Extrait du document
——————
C. QUELLE INTERVENTION SUR LA DETTE GRECQUE ?

Régulièrement avancée par certains, l'hypothèse d'une sortie de la zone euro apparaît plus que délicate à mettre en oeuvre - elle supposerait une révision des traités - et pourrait s'avérer être une contrainte supplémentaire pour Athènes. Assimilée à une véritable dévaluation, elle pose notamment la question du remboursement des dettes, toutes libellées en euro. Il existe, par ailleurs, un consensus politique sur le maintien de la Grèce au sein de la zone euro, allant jusqu'au parti communiste. Une éventuelle solution au problème grec tient de fait plus à une intervention sur le stock de dettes existant ou à un complément à l'aide déjà octroyée au printemps 2010. Elle induit, dans les deux cas, une participation du secteur privé.

1. Organiser le défaut ?
a) Le risque d'une restructuration dure

Selon certains investisseurs, la Grèce ne pourrait s'affranchir de ses difficultés actuelles qu'en réduisant de 30 à 50 % sa dette négociable. Athènes pourrait donc imposer à ses créanciers une telle décote, soit le non-remboursement d'une partie des montants dus.

Le think tank Bruegel estime ainsi que les détenteurs de dette grecque devraient accepter une décote de 30 % de leurs titres dans le cadre d'un plan permettant à la Grèce de retrouver sa solvabilité en vingt ans. A défaut, les décotes devraient être plus importantes à l'avenir.
——————
Lignes fournies
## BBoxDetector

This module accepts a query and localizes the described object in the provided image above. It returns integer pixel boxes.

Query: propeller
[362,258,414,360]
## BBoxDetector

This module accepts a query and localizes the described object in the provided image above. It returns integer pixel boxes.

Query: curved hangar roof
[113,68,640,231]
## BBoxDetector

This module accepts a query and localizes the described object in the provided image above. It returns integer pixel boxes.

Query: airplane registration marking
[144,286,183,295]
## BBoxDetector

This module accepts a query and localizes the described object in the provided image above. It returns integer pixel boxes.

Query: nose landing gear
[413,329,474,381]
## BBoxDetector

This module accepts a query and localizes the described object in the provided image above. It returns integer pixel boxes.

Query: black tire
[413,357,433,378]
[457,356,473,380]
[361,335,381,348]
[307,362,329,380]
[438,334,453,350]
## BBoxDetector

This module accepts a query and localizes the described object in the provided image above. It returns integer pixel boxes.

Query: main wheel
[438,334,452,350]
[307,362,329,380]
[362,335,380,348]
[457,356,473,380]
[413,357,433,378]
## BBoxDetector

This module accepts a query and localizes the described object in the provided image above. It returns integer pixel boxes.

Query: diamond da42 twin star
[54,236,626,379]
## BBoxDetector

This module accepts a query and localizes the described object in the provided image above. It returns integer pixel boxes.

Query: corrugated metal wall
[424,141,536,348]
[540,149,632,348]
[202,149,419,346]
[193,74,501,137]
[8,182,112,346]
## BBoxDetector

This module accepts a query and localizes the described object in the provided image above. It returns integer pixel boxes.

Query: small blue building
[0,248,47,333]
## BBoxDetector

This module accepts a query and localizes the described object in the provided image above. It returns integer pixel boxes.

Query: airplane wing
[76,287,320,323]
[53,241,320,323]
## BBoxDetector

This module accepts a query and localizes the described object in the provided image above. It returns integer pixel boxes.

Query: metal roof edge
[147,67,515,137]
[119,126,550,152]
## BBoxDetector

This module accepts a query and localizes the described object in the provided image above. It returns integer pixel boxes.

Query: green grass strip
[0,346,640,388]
——————
Consigne écrite 1
Recopiez le passage du texte sur la dette grecque qui commence par « Selon certains investisseurs, la » et se termine par « des montants dus. ».
Consigne écrite 2
Relevez tous les titres et intertitres du texte sur la dette grecque.
Consigne écrite 3
D'après le texte sur la dette grecque, quelle décote le think tank Bruegel juge-t-il que les détenteurs de dette grecque devraient accepter ?
Appuyez-vous uniquement sur le texte sur la dette grecque.

Réponse attendue 1
Selon certains investisseurs, la Grèce ne pourrait s'affranchir de ses difficultés actuelles qu'en réduisant de 30 à 50 % sa dette négociable. Athènes pourrait donc imposer à ses créanciers une telle décote, soit le non-remboursement d'une partie des montants dus.

Réponse attendue 2
C. QUELLE INTERVENTION SUR LA DETTE GRECQUE ?
1. Organiser le défaut ?
a) Le risque d'une restructuration dure

Réponse attendue 3
Une décote de 30 % de leurs titres.